## What is required
Each entry is to be output precisely as it appears.

## Data records
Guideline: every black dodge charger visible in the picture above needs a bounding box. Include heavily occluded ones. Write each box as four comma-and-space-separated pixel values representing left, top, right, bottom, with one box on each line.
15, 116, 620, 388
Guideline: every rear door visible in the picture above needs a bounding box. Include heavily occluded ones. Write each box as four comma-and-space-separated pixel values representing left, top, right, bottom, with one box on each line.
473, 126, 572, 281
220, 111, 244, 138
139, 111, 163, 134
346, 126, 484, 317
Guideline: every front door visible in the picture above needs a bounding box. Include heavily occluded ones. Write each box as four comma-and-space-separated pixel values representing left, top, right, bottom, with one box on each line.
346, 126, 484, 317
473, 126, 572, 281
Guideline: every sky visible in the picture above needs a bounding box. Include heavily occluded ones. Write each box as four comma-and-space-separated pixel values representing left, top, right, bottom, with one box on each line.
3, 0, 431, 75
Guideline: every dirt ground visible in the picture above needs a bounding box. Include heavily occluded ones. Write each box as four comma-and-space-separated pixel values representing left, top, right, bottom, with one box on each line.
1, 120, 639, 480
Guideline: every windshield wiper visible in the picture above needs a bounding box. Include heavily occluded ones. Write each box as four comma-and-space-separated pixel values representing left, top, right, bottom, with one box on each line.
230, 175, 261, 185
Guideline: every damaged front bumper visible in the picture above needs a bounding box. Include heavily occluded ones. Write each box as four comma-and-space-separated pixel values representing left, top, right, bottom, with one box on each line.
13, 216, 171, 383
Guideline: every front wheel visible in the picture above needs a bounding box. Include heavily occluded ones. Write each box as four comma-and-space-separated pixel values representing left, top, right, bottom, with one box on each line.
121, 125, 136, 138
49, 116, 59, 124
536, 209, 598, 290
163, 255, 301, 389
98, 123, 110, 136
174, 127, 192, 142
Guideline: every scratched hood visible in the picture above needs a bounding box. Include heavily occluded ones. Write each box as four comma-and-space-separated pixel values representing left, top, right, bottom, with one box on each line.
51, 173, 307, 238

## Task result
Guideline: every black dodge charger visible in the picture above needs a bounding box. Include heavily occluded ones. Write each box as four comma-and-space-separated pixel values representing left, top, right, bottom, with one box on each line.
15, 116, 620, 388
Guideline: every rear door visible in the picture above needs a bounding box. Include heavily occluded ones. Write each box as four comma-and-space-separated pixel values representing left, top, right, bottom, with one box on each line.
473, 126, 572, 281
220, 111, 244, 138
139, 111, 163, 134
346, 126, 484, 317
Guideline: every front door visible in the picture above needs a bounding box. Include heavily occluded ones. Write each box as four comma-and-space-separated pixel values representing left, top, right, bottom, with one box on each line.
346, 126, 484, 317
473, 126, 572, 281
Guideline: every sky visible in the picture above needs a bounding box. Include heavily occluded ones. Write each box as four comma-and-space-separated pixel values representing left, top, right, bottom, with one box on each line.
3, 0, 431, 75
Guideline: every dirt ground visible in the picture above needs a bounding box. Include heavily occluded ones. Write each box as four comma-and-space-separated pixel values representing left, top, right, bottom, with one box on each line.
1, 120, 639, 480
Guideline: every windshield wiper visible in the picture above needs a bounding box. Include heavily occluded ones. Write each box as four comma-and-space-separated pixel values representing left, top, right, bottom, with one box on each line.
230, 175, 261, 185
Guideline: every damaged front bumper visible in the picture above needs a bounding box. Include heavily occluded ones. Write each box as four comma-and-space-separated pixel values representing left, top, right, bottom, with one box on each line.
13, 216, 171, 383
Guideline: every front wheel visible in the picture above needs a bounding box. Include heavily occluded ones. Write each box as four comma-and-space-separated pixel values representing left, top, right, bottom, with one box on each line.
121, 125, 136, 138
49, 116, 59, 124
536, 209, 598, 290
163, 255, 301, 389
98, 123, 110, 136
174, 127, 192, 142
Guideline: every scratched hood visible in the picture above needs a bounding box. Include heavily occluded ones. Write each box as four comma-and-space-separated pixel values representing left, top, right, bottom, with one box on each line.
51, 173, 307, 238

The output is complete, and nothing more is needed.